[Object detection data]
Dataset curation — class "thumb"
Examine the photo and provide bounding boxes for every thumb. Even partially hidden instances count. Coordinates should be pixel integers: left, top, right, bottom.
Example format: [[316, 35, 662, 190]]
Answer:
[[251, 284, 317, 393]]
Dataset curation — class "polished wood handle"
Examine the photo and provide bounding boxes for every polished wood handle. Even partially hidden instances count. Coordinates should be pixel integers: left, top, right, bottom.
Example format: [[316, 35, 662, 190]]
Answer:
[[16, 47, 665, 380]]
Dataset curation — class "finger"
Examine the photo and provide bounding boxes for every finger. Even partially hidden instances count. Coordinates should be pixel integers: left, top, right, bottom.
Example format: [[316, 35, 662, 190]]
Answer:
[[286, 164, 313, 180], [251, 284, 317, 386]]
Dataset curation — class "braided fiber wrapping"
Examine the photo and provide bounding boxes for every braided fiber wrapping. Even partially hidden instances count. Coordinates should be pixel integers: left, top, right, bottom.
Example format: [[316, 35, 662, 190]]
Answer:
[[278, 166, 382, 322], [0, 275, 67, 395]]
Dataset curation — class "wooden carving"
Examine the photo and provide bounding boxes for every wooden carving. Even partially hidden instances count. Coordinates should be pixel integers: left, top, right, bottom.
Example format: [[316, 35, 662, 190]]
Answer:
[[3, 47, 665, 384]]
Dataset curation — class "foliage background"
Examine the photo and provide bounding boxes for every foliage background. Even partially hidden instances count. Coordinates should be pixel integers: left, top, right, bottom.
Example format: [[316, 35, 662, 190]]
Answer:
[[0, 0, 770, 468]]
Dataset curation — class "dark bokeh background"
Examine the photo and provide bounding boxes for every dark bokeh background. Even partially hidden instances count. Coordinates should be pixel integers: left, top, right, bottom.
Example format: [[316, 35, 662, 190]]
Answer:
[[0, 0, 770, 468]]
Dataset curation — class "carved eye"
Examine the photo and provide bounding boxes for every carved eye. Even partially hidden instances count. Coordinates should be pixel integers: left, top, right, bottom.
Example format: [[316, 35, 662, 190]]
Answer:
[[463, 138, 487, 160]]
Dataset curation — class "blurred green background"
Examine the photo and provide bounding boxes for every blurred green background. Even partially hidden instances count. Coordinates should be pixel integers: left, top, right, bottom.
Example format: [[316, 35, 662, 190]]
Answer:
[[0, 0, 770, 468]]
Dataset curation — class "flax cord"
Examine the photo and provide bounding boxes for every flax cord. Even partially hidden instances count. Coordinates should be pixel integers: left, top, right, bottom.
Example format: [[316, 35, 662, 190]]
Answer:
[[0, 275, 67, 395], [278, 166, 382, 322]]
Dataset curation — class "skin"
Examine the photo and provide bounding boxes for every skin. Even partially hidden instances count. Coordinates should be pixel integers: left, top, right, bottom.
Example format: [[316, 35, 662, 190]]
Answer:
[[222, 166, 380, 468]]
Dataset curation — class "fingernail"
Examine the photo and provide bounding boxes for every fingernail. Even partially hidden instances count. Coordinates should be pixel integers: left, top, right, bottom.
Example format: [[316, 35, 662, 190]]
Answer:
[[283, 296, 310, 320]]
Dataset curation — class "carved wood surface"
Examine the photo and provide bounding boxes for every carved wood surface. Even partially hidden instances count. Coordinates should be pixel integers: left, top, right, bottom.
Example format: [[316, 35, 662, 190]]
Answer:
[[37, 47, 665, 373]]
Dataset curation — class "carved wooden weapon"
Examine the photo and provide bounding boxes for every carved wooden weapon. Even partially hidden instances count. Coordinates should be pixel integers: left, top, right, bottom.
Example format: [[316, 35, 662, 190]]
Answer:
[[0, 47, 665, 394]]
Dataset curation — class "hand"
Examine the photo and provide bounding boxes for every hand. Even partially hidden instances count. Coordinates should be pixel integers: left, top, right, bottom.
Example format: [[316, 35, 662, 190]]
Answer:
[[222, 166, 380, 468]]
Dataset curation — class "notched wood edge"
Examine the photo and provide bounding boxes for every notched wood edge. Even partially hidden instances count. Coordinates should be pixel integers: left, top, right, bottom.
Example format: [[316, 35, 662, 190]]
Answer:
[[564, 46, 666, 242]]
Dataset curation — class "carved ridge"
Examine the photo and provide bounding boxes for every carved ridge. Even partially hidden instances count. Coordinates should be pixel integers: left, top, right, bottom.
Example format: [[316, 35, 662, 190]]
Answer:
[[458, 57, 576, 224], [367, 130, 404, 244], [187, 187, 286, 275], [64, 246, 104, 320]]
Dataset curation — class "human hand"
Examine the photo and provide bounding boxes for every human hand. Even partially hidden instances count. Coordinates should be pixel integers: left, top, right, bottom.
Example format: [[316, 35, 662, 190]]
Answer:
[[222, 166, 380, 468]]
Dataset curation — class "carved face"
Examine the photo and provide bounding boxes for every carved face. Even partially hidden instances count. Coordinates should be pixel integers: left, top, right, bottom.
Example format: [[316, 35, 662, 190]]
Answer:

> **PROMPT**
Could you copy the data above word for word, keeping every line as it appears?

> **SOLUTION TO THIS TASK**
Dataset curation — class "thumb"
Examine the photo and provide bounding boxes for every thumb. Even partially hidden instances count. Coordinates should be pixel integers: left, top, right, bottom.
Example format: [[316, 35, 662, 190]]
Answer:
[[251, 284, 317, 393]]
Dataset curation — class "polished wood handle"
Examine the photo and provide bounding boxes for every polished wood handle. Even partially hidden instances count. Coordinates should be pixel integers: left, top, right, bottom.
Example format: [[316, 35, 662, 190]]
Answer:
[[16, 47, 665, 380]]
Dataset curation — class "finger"
Examine the photo and provide bounding boxes for every finger. Even partially hidden instances count. Coordinates should be pixel integers: left, top, right, bottom.
Example format: [[316, 35, 662, 190]]
Answer:
[[286, 164, 313, 180], [251, 284, 317, 386]]
Dataset curation — class "braided fiber wrapping"
Examine the photo and provide bounding boxes for every braided fiber wrapping. Even partially hidden instances count. Coordinates should be pixel integers: left, top, right, bottom.
Example format: [[316, 35, 662, 190]]
Answer:
[[278, 166, 382, 322], [0, 275, 67, 395]]
Dataset curation — class "wooden carving"
Examine the photo and provide bounding boxes for every wooden carving. Even partially hidden instances count. Coordinates should be pixel integers: left, top, right, bottom.
Example format: [[316, 35, 662, 190]]
Answer:
[[3, 47, 665, 384]]
Dataset curation — class "foliage background"
Examine the photo and provide bounding boxes for every foliage background. Even partially hidden instances count. Coordinates should be pixel integers: left, top, right, bottom.
Example format: [[316, 35, 662, 190]]
Answer:
[[0, 0, 770, 468]]
Dataset curation — class "dark bokeh background"
Examine the photo and provide bounding boxes for every dark bokeh background. Even partially hidden instances count. Coordinates should be pixel integers: left, top, right, bottom.
Example format: [[316, 35, 662, 190]]
Answer:
[[0, 0, 770, 468]]
Dataset curation — class "carved eye"
Examine the photo and provide bounding boxes for every carved eye. Even partially hidden instances count. Coordinates should be pixel integers: left, top, right, bottom.
Example format: [[316, 35, 662, 190]]
Answer:
[[463, 138, 487, 160]]
Dataset curation — class "blurred green background"
Examine the photo and provide bounding boxes for every blurred green background. Even partially hidden instances count. Coordinates should be pixel integers: left, top, right, bottom.
Example format: [[316, 35, 662, 190]]
Answer:
[[0, 0, 770, 468]]
Dataset curation — class "flax cord"
Examine the photo and provide bounding boxes for every flax cord. Even partially hidden instances count. Coordinates should be pixel integers: left, top, right, bottom.
Example format: [[316, 35, 662, 190]]
Answer:
[[0, 275, 67, 395], [278, 166, 382, 322]]
Dataset curation — class "skin"
Examine the photo and provide bounding boxes for every skin. Even partially hidden instances count. Coordinates should be pixel integers: left, top, right, bottom.
Example format: [[316, 35, 662, 190]]
Answer:
[[222, 166, 380, 468]]
Dataset curation — class "fingernail"
Examine the photo and provide bounding boxes for every fingernail. Even partially hidden instances count. Coordinates should be pixel integers: left, top, right, bottom.
Example format: [[316, 35, 662, 190]]
Answer:
[[283, 296, 310, 320]]
Dataset curation — class "carved wood surface"
Examine the photo and provide bounding boxes for every carved wood surface. Even partially hidden instances count. Coordinates should be pixel integers: left, top, right, bottom.
Example format: [[316, 35, 662, 190]]
Answer:
[[37, 47, 665, 373]]
Dataset curation — class "carved wooden weapon"
Examine the photo and provide bounding boxes for every carved wooden weapon. Even partially hidden instances count. Coordinates should be pixel integers: left, top, right, bottom.
Example format: [[316, 35, 662, 190]]
Answer:
[[0, 47, 665, 394]]
Dataset curation — class "hand"
Examine the photo and provide bounding boxes for every hand. Even partially hidden instances count. Coordinates should be pixel integers: left, top, right, bottom.
Example format: [[316, 35, 662, 190]]
Answer:
[[222, 166, 380, 468]]
Dataset curation — class "notched wood edge"
Examine the photo and provide bounding boxes for every notched wood edge. Even partially hidden instances count. Coordinates should be pixel integers: left, top, right, bottom.
Example format: [[316, 35, 662, 190]]
Answer:
[[564, 46, 666, 242]]
Dataset curation — class "carved ridge"
Examine the photo and provide bounding boxes for every carved ridge. Even partially hidden instances count. Coordinates should be pixel integers: left, top, right, bottom.
Example format: [[316, 35, 662, 190]]
Answer:
[[458, 57, 576, 224], [367, 130, 404, 244], [187, 187, 286, 275], [64, 246, 104, 320]]
Dataset curation — class "human hand"
Examine the photo and provide bounding boxes for every human hand. Even partially hidden instances count. Coordinates should be pixel integers: left, top, right, bottom.
Example format: [[316, 35, 662, 190]]
Answer:
[[222, 166, 380, 468]]
Dataset curation — class "carved face"
Examine the photo and provide bounding boxes for every carved face. Even partially hidden instances count. Coordinates should be pixel integers: left, top, right, bottom.
Example format: [[316, 35, 662, 190]]
Answer:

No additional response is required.